Excerto do texto:
Pedro Mexia, no Governo Sombra deste fim de semana, tentando ser benigno, fez uma argumentação espantosa. Resumindo: as denúncias ou são casos judiciais ou são ‘diz que disse’. Como? Perdão? Desde quando apenas merece censura social um comportamento que 1) seja tipificado como crime e 2) que seja suscetível de ser provado em tribunal? O que é legal é automaticamente ético e moral? Isto valendo tanto para abusos sexuais como políticos ou económicos.

Mulheres (e homens) só podem denunciar questões sexuais nas instâncias judiciárias ou calam-se para sempre? O que não se conta na hora é mentira? Um homem ou uma mulher tem direito a contar uma história de abuso sexual os anos depois que entenderem, nos seus termos. Vamos fingir que apenas as violações e abusos reportados – segundo estatísticas do Departamento de Justiça americano, são só certa de 30% — de facto ocorreram?

E evidentemente pode-se denunciar condutas profissionais impróprias, mesmo sem relevância criminal. Desde logo porque assédios, se menos graves que abusos, são mais uma desvantagem profissional criada às mulheres (ou aos homens, se os assediadores forem gays).

Inês Pedrosa e o marido, Gilson Lopes, escandalizaram o twitter em bloco com a defesa de Kevin Spacey. Afinal foi só um engate malsucedido (entretanto surgiram mais alegações). Que interessa se o miúdo tinha catorze anos?

Convém fazer aqui um ponto de ordem. Um adolescente fisicamente desenvolvido, que até sinta atração por um adulto e consinta, é sempre imaturo, influenciável, manipulável. Nada desculpa ao adulto aproveitar-se sexualmente do dito adolescente. É diferente de sexo entre adolescentes, onde há, digamos, igualdade de inocências e de parvoíce.

Os acusados, tirando os políticos, ou têm assumido ou têm negado pifiamente os atos mais graves; alguns já foram para tratamento; em Hollywood eram segredo aberto. Mas tal não deteve defensores mais aguerridos. Bons eram os tempos em que o Labour aconselhava uma abusada a manter-se calada. Aplauda-se a universidade de Oxford que faz por ignorar três acusações de violação ao professor Tariq Ramadan. (É a glória mediática para uma mulher acusar um islâmico que até há vinte dias ninguém conhecia, de acordo com a cartilha dos defensores.)

Tarefas e exercícios:
a: Transcreva palavra por palavra o trecho do texto sobre denúncias de abuso sexual, desde "E evidentemente pode-se" até "assediadores forem gays).".
b: Escreva a continuação do texto sobre denúncias de abuso sexual a partir do ponto em que termina.
Não é preciso consultar as entradas.

Dados extraídos:
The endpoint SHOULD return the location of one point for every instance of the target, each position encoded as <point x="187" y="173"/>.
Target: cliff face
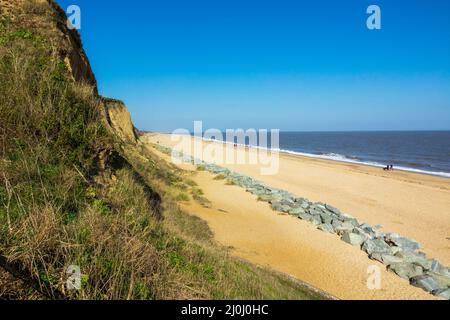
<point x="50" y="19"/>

--

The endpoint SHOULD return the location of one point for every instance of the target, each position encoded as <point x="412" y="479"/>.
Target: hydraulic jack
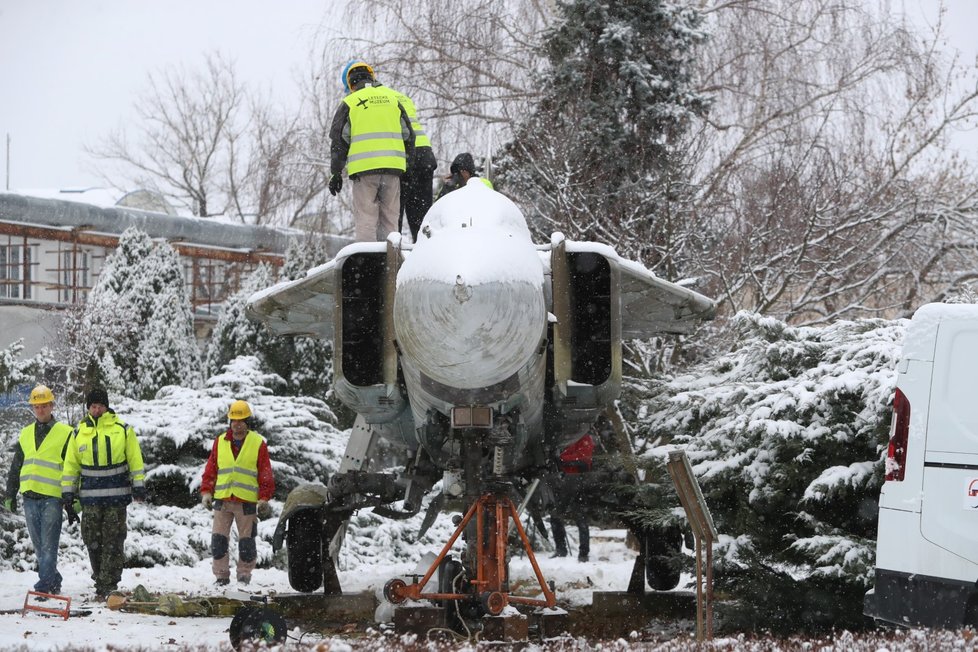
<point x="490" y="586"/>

Respostas escritas:
a:
E evidentemente pode-se denunciar condutas profissionais impróprias, mesmo sem relevância criminal. Desde logo porque assédios, se menos graves que abusos, são mais uma desvantagem profissional criada às mulheres (ou aos homens, se os assediadores forem gays).

b:
Termino num tom mais sério. Os abusos sexuais são eventos que invariavelmente geram stress pós-traumático nas vítimas, uma doença debilitante. Ora contar qualquer trauma não é fácil. Segundo Judith Herman, psiquiatra e professora na Harvard Medical School, a vítima conta quando se sente em segurança (não raro muito tempo depois, à distância do agressor, por vezes noutro país). Dori Laub, também psiquiatra e sobrevivente do Holocausto em menino, fala do ‘imperativo para contar’ versus a ‘impossibilidade de contar’: as palavras nunca são as certas, é necessário sentir disponibilidade do(s) outro(s) para acolher a história. Cathy Caruth sugere contar o trauma numa linguagem literária ou artística.

Cabe a uma comunidade decente não somar atribulações ao ato de contar, mas levar a sério as histórias coerentes e plausíveis (tem sido o caso) que homens e mulheres contam sobre abusos sexuais, em vez de enxovalhar as vítimas para absolver os predadores. Tudo o que sai desta linha visa criar um ambiente que obrigue mulheres e rapazes a continuarem calados. É o caso típico de cumplicidade.